## Exercise materials
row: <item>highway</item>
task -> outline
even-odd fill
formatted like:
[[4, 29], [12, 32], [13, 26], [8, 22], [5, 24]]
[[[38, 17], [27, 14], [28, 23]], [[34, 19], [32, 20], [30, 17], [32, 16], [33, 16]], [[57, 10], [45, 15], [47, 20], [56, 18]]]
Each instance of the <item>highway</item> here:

* * *

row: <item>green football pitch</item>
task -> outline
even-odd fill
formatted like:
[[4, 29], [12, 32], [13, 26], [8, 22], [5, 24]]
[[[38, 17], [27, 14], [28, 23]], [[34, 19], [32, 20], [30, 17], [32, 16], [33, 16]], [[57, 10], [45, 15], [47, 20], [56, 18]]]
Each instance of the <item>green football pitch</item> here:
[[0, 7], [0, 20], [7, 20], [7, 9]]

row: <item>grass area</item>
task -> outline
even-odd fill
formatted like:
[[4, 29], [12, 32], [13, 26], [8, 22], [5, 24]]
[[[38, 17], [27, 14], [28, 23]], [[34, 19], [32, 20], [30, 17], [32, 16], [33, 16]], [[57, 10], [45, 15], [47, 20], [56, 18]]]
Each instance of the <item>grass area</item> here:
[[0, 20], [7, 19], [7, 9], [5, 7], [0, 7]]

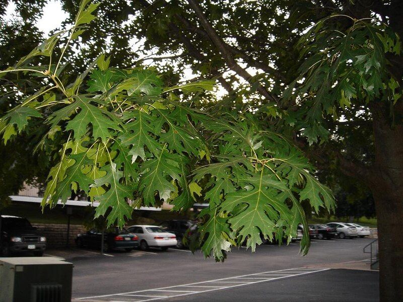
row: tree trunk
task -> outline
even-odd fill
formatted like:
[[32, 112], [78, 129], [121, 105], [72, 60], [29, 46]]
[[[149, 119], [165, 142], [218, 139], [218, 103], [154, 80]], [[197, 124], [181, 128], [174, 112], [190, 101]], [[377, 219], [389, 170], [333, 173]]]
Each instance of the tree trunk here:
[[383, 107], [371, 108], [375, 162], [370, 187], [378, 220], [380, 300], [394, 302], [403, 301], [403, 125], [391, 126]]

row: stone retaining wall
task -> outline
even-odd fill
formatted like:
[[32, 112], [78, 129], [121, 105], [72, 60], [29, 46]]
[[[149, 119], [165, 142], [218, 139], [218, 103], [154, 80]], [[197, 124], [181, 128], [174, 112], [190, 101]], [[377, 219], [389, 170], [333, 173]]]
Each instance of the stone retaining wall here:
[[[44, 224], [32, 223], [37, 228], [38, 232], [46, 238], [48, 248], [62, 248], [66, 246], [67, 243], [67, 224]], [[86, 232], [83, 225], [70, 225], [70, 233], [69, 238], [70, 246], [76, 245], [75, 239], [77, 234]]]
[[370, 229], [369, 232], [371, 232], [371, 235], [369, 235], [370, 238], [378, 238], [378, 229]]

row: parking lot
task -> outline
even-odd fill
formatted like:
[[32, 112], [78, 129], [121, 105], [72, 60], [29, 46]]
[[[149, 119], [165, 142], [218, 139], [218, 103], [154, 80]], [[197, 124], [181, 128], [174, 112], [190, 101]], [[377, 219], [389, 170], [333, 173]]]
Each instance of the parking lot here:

...

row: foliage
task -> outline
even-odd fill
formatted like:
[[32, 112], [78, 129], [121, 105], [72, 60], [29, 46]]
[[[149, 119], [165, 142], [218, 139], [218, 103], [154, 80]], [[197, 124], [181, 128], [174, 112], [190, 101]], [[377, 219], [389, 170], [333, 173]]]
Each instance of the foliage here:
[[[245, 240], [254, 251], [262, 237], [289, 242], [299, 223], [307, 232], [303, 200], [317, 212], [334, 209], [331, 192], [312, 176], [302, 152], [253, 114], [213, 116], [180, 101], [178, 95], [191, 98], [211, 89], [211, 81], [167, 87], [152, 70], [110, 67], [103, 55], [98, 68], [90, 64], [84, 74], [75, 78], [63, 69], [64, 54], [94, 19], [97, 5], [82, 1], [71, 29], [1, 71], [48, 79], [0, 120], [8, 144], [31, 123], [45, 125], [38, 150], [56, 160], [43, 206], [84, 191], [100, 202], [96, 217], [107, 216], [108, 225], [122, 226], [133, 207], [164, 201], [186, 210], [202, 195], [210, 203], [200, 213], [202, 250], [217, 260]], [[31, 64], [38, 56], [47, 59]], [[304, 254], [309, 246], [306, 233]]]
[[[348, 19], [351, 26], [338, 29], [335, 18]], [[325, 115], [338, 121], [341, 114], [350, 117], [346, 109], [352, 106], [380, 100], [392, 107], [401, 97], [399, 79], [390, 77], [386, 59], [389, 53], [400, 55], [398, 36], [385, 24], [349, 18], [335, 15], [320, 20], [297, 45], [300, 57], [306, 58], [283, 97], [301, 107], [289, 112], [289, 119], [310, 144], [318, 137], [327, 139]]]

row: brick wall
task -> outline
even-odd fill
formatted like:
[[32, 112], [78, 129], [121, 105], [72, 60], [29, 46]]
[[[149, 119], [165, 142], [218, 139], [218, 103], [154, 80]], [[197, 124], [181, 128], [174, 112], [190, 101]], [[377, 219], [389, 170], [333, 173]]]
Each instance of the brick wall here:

## Request
Select and copy each line in the records that contains the word "green". Case counts.

## Output of the task
row: <item>green football pitch</item>
Each instance of the <item>green football pitch</item> here:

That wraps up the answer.